2 Log Data Analysis for Security Purposes

A wide variety of security solutions have been proposed in recent years to cope with increasing security challenges. While some solutions could effectively address upcoming cyber security problems, research on intrusion detection systems is still one of the main topics of computer security science. Signature-based approaches (using blocklists) are still the de-facto standard applied today for some good reasons: they are simple to configure, can be centrally managed, i.e., do not need much customization for specific networks, yield an efficient, robust and reliable detection and provide low false positive rates. While these are significant benefits for their application in today’s enterprise environments, there are, nevertheless, solid arguments to work on more sophisticated anomaly-based detection mechanisms.

**The data**:
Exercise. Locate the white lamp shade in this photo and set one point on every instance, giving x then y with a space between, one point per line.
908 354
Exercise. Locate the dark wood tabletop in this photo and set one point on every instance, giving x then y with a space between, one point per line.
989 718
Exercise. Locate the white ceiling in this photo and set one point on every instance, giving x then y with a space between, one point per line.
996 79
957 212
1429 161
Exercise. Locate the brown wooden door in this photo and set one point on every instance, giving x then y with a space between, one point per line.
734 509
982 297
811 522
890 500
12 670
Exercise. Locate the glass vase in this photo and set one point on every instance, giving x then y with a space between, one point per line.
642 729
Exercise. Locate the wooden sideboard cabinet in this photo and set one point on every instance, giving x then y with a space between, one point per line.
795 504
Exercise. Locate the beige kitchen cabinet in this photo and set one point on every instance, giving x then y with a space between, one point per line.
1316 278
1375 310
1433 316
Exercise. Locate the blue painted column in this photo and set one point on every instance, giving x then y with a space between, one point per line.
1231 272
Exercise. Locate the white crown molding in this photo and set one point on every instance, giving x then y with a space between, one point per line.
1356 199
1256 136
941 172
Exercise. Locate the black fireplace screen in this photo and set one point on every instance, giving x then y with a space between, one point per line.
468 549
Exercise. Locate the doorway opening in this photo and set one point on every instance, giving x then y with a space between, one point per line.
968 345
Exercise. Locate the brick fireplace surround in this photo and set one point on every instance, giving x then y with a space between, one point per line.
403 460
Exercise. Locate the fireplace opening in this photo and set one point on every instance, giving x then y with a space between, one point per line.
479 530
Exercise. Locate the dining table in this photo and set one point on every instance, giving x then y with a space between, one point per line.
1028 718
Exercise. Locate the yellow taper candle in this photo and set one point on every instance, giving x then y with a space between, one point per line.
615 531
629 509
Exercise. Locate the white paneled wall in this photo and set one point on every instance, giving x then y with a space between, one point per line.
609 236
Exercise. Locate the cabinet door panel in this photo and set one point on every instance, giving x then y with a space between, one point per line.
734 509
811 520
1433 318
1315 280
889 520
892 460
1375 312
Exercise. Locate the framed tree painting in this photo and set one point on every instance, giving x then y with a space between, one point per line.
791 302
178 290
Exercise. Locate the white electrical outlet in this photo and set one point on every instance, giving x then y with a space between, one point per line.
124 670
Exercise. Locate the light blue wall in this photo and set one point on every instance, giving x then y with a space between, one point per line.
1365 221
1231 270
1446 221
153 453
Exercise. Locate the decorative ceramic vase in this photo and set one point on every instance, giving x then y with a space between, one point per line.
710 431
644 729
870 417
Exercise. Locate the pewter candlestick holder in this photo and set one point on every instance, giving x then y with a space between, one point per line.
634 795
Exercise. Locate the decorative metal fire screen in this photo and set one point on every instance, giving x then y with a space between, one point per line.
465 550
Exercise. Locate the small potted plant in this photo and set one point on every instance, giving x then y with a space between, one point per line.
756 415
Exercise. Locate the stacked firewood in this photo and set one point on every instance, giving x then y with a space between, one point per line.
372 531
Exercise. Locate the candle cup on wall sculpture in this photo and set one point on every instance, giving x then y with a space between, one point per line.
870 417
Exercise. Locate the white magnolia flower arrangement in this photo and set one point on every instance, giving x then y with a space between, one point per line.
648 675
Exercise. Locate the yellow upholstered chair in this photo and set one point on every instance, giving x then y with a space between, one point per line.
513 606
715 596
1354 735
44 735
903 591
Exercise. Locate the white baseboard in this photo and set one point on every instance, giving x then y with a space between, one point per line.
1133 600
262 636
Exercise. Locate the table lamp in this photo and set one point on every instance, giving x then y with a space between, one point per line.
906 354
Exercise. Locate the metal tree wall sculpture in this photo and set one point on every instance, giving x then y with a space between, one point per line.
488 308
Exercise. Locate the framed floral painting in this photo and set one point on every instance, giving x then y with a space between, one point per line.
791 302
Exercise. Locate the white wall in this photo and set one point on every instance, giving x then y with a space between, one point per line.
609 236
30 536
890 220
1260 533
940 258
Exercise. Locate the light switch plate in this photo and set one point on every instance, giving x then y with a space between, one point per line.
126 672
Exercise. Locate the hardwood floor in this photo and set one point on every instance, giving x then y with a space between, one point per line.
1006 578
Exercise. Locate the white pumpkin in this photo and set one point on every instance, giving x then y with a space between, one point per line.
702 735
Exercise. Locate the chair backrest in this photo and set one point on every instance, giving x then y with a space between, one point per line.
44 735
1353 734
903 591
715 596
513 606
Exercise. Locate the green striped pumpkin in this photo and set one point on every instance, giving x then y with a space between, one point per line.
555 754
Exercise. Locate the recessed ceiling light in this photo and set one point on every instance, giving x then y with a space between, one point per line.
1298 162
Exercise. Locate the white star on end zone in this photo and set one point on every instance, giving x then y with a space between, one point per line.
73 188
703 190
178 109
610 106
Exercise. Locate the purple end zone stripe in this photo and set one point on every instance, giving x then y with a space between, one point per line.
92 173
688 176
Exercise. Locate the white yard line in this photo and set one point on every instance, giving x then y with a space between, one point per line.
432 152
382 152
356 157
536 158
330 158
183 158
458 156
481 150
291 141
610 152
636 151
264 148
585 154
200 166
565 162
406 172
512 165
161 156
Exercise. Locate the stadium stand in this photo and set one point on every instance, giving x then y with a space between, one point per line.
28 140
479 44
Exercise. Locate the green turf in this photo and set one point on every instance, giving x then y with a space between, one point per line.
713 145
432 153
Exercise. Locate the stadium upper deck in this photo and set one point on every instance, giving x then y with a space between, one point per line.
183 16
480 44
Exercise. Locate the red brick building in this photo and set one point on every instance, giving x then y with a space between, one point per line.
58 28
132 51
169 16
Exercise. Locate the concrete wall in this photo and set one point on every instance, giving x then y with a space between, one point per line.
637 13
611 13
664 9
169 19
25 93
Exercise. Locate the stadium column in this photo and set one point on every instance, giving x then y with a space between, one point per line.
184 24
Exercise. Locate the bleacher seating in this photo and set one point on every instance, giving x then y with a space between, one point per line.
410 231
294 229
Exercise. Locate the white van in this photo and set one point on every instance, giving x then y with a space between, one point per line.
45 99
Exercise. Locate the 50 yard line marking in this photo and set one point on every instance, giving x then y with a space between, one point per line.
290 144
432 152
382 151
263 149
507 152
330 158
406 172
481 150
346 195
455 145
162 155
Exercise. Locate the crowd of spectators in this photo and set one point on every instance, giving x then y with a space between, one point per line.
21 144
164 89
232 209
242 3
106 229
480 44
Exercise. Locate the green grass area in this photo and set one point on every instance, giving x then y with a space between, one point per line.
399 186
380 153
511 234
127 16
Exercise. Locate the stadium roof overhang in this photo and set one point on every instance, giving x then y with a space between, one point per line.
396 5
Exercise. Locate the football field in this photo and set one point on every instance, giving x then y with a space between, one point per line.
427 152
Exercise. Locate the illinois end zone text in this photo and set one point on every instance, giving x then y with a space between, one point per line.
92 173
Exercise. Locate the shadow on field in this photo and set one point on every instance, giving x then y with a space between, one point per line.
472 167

**What this task involves**: Can you write out the log data analysis passage above again, starting at "2 Log Data Analysis" and ending at "anomaly-based detection mechanisms.", but swap "blocklists" for "denylists"?

**Solution to this problem**:
2 Log Data Analysis for Security Purposes

A wide variety of security solutions have been proposed in recent years to cope with increasing security challenges. While some solutions could effectively address upcoming cyber security problems, research on intrusion detection systems is still one of the main topics of computer security science. Signature-based approaches (using denylists) are still the de-facto standard applied today for some good reasons: they are simple to configure, can be centrally managed, i.e., do not need much customization for specific networks, yield an efficient, robust and reliable detection and provide low false positive rates. While these are significant benefits for their application in today’s enterprise environments, there are, nevertheless, solid arguments to work on more sophisticated anomaly-based detection mechanisms.